Below, starting with the line containing "Study the photograph above. For every instance of the green" and going on through the end of the listing, shift each point coordinate in the answers by adding 112 to both of its numbers. Output that whole stretch, with every request kept as it is.

**RECORD EXTRACTS**:

╔══

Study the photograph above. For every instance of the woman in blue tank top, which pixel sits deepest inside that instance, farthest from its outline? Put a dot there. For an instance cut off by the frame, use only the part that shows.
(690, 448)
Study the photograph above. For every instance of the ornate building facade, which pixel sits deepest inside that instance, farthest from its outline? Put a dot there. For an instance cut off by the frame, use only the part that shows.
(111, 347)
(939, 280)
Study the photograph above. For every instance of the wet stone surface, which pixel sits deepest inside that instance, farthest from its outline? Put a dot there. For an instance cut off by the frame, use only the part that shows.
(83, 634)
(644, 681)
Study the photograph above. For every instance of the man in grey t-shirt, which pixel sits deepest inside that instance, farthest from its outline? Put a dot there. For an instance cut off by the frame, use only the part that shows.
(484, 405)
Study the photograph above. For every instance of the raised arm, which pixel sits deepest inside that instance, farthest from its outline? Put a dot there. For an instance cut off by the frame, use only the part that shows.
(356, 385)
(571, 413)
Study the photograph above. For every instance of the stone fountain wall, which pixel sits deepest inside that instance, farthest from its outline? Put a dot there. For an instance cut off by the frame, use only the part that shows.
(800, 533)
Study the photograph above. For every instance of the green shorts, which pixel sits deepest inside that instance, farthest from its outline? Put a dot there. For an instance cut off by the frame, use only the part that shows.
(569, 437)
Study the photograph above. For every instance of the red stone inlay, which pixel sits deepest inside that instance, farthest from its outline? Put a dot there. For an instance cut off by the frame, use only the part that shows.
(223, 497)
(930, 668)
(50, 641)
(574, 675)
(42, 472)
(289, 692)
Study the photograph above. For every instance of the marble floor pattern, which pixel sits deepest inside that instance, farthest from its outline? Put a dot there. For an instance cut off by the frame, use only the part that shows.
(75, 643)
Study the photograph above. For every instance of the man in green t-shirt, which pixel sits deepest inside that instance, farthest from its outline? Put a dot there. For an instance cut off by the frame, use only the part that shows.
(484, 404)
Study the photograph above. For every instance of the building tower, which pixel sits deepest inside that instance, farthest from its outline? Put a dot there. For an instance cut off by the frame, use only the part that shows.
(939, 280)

╚══

**ANSWER TO THIS TASK**:
Study the photograph above. For every instance of the green shorts, which pixel sits deepest inside that instance, farthest from its outline? Put a dot there. For an instance cut off by the frame, use only the part that shows.
(681, 549)
Study the photograph above. For every instance of the red stone inlay, which pixel sits deepest inside that instance, farthest from its outline? Put a dot there. For an instance cut off by the frame, use only the part that shows.
(335, 609)
(1042, 780)
(162, 753)
(686, 787)
(154, 584)
(401, 804)
Study the photograph above. For every instance of the marble floor pattern, which pixel sits deepest inside that instance, farthest from its outline? Put a dot there. For an instance cut off by the frame, use only the part that shows.
(187, 755)
Study the photograph above. For every instance of the man in green t-shirt, which pixel sits deepest inside that instance, farthest from its outline? Put a dot there. For an instance cut off by the frame, use only the part that shows.
(596, 516)
Study the photograph above. For every instance of the building tower, which pixel sits deepest inside that instance, farthest from its outline? Put a dot there. For an instance cut off by the frame, use only the part that shows.
(1051, 392)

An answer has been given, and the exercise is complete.